Lignes de données:
"""

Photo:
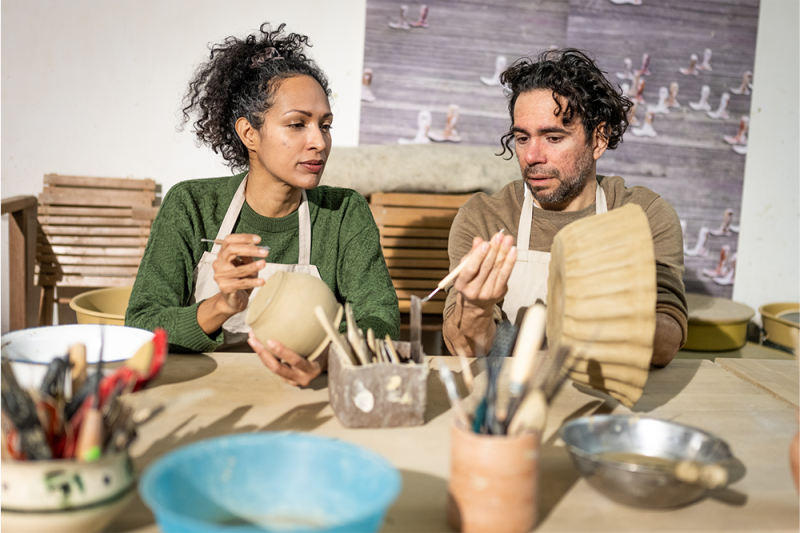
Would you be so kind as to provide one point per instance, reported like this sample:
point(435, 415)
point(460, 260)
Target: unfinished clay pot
point(283, 310)
point(493, 482)
point(602, 300)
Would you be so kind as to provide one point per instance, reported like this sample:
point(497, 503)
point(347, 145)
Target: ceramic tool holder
point(493, 482)
point(380, 394)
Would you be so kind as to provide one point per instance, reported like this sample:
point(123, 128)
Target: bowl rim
point(155, 469)
point(631, 467)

"""

== CONSIGNE DONNÉE ==
Renvoie toutes les lignes des enregistrements qui contiennent la chaîne « Target ». La casse compte.

== RÉPONSE ==
Target: unfinished clay pot
Target: ceramic tool holder
Target: bowl rim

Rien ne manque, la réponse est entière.